List every line of the material below that contains the word "mural", copying each such line in full.

▶

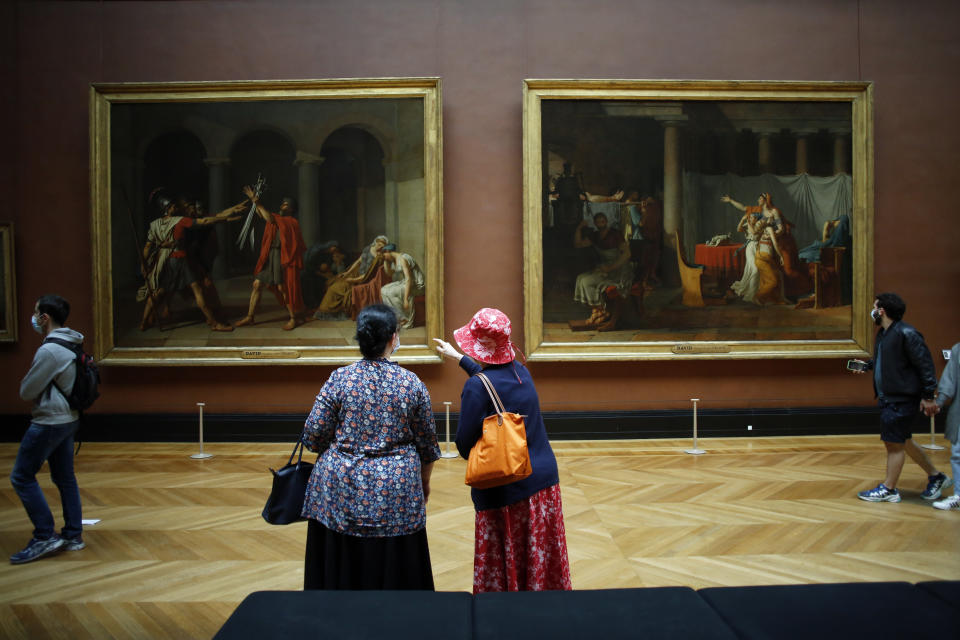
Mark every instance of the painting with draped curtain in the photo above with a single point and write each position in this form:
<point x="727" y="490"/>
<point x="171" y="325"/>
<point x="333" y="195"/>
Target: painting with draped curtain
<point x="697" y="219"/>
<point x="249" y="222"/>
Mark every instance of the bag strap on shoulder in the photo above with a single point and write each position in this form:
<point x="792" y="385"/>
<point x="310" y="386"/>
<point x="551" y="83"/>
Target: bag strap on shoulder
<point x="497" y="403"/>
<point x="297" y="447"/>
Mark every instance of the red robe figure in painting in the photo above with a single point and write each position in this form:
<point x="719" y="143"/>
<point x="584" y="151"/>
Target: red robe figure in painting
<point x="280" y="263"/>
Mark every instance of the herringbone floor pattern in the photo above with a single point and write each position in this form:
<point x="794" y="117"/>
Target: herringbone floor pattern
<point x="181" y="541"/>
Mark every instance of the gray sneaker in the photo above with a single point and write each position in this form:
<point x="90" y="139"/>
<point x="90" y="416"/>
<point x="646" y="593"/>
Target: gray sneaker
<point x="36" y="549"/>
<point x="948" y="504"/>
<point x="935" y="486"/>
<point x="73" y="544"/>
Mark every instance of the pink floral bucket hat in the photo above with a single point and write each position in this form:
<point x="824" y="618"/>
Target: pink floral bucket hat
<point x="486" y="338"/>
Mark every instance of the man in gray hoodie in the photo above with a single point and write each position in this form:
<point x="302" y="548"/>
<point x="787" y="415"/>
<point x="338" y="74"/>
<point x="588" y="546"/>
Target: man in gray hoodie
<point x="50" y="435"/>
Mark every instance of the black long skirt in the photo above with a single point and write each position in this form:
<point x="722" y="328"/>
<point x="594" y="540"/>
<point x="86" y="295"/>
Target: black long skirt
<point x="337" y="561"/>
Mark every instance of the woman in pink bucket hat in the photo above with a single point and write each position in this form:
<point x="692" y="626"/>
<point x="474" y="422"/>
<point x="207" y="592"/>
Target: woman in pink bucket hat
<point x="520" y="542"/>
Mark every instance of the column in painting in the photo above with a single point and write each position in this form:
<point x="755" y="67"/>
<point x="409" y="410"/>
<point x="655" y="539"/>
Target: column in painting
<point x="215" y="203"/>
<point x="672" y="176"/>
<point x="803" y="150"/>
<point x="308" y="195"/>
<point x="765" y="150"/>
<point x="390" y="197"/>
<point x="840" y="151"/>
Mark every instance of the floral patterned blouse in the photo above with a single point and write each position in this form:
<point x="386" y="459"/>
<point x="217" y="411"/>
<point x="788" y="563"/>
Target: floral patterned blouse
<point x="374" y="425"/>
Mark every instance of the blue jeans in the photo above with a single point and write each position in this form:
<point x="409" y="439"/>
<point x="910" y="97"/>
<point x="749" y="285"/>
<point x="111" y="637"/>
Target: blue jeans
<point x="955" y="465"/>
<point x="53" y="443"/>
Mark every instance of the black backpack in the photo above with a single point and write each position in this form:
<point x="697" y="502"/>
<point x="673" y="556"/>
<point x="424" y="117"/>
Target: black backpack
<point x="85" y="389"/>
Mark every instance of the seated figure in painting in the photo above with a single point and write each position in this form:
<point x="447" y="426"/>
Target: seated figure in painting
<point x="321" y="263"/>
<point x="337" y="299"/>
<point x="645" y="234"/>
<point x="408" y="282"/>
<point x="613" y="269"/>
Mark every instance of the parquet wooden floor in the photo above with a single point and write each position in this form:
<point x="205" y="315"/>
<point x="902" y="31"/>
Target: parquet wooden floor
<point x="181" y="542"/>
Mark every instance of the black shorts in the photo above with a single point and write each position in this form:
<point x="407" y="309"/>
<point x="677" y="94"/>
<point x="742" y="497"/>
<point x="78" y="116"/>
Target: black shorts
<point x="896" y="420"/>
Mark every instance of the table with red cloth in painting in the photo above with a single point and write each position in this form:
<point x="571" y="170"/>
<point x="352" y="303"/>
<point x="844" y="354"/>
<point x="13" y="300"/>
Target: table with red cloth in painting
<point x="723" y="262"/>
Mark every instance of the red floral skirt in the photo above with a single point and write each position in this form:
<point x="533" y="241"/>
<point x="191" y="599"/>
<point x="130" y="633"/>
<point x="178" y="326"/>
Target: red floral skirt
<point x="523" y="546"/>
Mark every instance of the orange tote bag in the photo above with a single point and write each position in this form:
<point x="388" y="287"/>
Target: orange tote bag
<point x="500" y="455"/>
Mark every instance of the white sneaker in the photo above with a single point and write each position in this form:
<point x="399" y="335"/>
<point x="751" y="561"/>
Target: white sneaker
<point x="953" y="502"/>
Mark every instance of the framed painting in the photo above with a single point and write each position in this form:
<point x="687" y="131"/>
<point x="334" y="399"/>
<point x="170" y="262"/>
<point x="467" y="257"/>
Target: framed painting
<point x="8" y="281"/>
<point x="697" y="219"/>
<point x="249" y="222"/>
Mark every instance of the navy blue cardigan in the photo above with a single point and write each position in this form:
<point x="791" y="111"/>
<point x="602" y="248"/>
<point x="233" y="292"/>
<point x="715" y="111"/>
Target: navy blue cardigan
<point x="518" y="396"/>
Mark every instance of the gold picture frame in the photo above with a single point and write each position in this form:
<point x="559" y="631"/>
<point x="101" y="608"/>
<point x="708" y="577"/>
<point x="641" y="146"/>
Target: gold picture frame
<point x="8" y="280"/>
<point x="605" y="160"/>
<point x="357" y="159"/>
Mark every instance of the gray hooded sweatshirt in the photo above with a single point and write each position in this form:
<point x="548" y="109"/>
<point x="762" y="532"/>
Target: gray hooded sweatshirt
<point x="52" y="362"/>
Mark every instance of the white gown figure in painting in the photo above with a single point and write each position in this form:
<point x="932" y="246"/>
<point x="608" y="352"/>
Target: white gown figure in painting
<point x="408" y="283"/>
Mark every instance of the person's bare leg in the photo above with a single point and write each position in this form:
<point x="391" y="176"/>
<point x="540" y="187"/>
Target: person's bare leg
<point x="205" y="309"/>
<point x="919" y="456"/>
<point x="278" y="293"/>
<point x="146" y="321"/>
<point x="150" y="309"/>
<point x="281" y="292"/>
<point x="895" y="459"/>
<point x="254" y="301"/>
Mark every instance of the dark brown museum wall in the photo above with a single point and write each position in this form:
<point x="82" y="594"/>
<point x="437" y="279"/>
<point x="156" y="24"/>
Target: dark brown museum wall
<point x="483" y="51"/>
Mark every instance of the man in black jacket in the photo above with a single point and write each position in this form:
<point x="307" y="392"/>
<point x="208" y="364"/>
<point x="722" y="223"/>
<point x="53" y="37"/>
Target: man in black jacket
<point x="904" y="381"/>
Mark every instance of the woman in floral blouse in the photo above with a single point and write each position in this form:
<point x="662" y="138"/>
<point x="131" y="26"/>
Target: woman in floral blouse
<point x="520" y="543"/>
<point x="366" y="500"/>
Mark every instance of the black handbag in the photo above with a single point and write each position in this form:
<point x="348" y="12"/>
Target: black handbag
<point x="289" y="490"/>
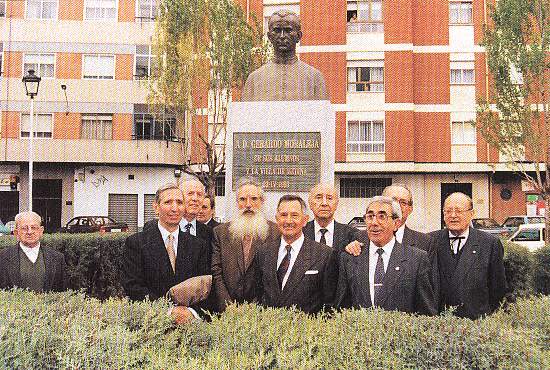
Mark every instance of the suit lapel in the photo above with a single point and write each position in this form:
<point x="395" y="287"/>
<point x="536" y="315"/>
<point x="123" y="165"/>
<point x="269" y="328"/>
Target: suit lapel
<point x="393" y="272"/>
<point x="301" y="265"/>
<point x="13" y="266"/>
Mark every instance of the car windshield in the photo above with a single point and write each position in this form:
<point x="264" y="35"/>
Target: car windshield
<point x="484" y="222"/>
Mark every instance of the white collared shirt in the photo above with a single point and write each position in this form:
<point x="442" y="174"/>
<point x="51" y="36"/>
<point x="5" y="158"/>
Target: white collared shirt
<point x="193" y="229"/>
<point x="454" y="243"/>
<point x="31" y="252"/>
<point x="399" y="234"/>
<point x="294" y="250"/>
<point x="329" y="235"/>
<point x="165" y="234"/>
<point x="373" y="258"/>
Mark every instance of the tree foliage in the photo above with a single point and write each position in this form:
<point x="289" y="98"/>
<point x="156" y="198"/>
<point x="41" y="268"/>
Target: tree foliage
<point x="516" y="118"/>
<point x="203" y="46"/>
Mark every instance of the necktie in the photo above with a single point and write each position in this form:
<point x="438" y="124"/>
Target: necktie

◀
▶

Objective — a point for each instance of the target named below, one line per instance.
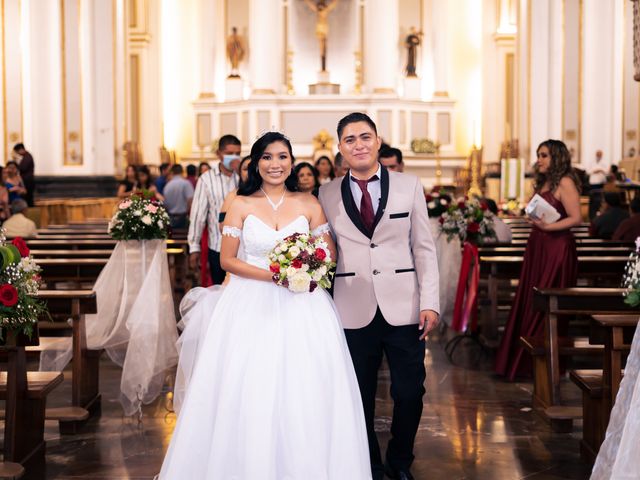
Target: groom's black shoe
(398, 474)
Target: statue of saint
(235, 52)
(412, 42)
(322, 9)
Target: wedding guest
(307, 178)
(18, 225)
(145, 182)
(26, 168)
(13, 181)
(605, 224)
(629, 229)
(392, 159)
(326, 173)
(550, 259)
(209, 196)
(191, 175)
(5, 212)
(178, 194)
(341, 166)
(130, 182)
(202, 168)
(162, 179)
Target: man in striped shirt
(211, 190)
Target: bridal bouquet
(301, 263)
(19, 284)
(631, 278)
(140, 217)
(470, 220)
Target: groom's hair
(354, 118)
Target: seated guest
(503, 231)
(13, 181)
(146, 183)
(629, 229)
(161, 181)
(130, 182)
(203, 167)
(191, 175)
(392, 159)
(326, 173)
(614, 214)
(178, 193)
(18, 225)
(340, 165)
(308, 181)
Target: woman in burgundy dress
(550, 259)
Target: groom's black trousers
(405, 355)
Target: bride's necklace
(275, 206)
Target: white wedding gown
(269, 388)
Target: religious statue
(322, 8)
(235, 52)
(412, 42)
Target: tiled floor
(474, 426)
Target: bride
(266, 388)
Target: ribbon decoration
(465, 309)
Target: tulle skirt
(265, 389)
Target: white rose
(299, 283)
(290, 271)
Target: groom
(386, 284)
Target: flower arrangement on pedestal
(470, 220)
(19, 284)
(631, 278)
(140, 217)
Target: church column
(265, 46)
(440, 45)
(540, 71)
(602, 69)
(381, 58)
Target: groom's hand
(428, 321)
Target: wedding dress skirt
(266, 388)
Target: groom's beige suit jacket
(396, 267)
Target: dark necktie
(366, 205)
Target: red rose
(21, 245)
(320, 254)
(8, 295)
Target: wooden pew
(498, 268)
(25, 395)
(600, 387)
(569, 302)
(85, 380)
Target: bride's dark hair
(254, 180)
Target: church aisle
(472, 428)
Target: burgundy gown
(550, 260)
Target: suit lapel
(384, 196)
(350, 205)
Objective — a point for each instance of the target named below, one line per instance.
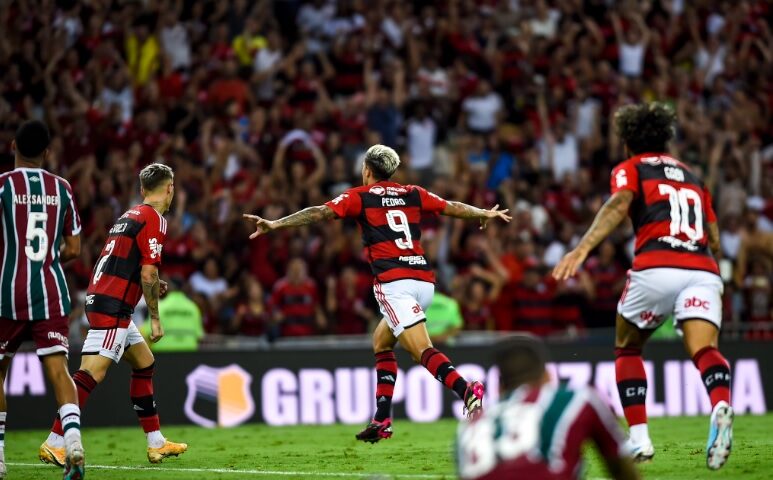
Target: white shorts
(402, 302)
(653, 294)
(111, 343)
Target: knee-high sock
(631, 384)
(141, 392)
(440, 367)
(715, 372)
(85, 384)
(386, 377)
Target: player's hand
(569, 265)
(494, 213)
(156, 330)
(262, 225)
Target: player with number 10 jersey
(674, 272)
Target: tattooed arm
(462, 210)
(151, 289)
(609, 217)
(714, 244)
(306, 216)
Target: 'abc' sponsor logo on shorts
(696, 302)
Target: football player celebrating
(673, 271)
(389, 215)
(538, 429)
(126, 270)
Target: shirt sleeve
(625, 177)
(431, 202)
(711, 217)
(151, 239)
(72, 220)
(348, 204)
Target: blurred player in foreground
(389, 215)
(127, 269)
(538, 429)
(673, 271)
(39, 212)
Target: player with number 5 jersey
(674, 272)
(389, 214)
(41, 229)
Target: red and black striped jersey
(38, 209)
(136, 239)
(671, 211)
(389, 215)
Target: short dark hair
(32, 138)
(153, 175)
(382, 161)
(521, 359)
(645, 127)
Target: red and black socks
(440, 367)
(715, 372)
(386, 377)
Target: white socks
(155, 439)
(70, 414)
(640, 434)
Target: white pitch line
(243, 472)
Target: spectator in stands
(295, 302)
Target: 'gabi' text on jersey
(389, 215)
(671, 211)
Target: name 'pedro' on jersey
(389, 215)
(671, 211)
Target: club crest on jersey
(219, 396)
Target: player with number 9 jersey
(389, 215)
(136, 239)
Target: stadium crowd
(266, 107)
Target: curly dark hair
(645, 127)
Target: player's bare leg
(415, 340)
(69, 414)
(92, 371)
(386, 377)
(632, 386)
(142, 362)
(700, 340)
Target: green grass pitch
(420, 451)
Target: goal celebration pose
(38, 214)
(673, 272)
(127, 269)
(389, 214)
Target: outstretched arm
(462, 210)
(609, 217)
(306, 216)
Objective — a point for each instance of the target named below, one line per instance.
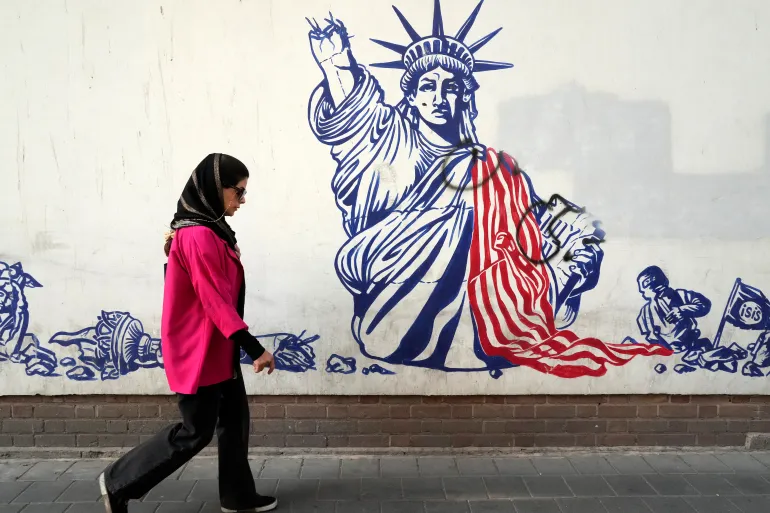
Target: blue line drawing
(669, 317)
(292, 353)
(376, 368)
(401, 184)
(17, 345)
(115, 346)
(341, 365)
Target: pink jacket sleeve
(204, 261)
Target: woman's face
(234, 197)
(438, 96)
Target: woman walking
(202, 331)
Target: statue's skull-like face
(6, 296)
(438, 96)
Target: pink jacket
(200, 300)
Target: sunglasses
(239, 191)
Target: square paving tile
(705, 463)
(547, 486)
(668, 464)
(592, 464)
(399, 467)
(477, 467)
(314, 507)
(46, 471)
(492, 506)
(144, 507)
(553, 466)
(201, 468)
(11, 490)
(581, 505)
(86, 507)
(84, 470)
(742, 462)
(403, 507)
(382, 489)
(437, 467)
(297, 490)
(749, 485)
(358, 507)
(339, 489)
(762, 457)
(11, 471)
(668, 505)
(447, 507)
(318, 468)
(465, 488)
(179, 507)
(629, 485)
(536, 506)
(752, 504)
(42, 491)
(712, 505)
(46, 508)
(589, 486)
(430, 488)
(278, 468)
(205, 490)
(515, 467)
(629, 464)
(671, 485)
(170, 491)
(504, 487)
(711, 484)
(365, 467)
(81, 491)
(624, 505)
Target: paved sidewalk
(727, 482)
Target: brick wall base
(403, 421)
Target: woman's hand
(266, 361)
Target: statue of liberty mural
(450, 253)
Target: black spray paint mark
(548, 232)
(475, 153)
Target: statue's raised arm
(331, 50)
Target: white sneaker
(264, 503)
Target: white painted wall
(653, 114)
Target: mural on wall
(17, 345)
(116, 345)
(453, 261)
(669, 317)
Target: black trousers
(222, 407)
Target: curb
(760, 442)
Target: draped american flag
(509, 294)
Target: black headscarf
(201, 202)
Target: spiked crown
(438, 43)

◀
▶

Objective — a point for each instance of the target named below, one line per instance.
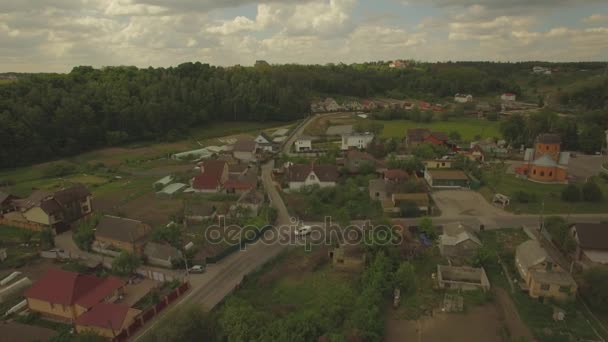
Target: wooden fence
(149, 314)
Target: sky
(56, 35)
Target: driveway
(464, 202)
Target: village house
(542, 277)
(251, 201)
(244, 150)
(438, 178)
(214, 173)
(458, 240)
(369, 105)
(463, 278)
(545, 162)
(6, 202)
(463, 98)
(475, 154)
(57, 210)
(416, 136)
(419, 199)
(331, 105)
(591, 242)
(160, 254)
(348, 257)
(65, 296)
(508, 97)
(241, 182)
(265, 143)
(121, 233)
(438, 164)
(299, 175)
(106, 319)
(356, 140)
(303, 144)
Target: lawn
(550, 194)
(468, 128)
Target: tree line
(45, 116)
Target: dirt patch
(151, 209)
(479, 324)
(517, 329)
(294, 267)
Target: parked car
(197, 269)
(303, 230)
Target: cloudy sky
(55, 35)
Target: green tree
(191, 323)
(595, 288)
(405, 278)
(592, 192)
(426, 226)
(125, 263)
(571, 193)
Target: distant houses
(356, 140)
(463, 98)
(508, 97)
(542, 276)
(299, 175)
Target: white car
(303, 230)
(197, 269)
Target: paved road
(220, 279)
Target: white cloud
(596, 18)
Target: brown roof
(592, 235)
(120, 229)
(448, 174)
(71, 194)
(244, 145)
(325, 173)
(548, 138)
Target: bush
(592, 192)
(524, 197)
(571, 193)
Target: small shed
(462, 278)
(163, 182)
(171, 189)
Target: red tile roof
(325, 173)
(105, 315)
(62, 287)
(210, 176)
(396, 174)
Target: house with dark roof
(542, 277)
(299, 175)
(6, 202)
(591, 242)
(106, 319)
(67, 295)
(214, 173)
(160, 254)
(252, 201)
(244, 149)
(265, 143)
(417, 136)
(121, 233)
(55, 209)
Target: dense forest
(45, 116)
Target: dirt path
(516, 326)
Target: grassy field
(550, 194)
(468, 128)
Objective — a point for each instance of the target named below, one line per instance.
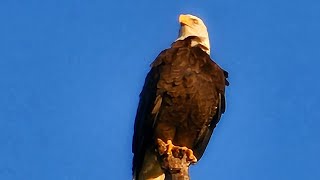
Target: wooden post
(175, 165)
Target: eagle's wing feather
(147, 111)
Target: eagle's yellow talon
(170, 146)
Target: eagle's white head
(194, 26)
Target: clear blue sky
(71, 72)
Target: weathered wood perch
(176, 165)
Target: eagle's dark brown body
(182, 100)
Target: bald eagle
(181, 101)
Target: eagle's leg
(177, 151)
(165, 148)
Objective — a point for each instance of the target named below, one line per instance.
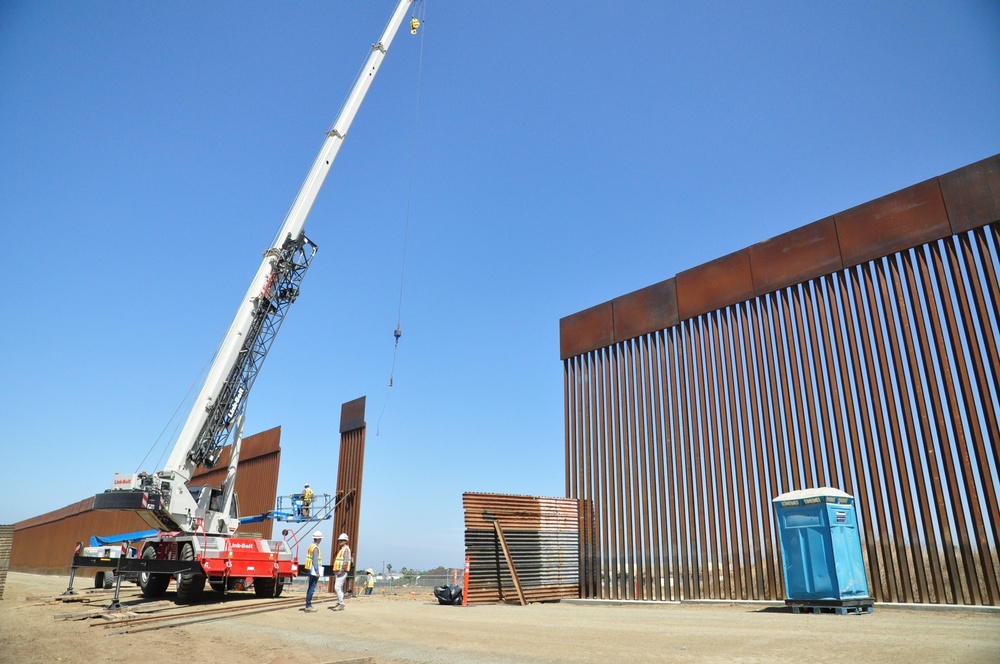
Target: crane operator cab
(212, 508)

◀

» CORRECT RESULT
Target: statue of liberty mural
Target: mural on wall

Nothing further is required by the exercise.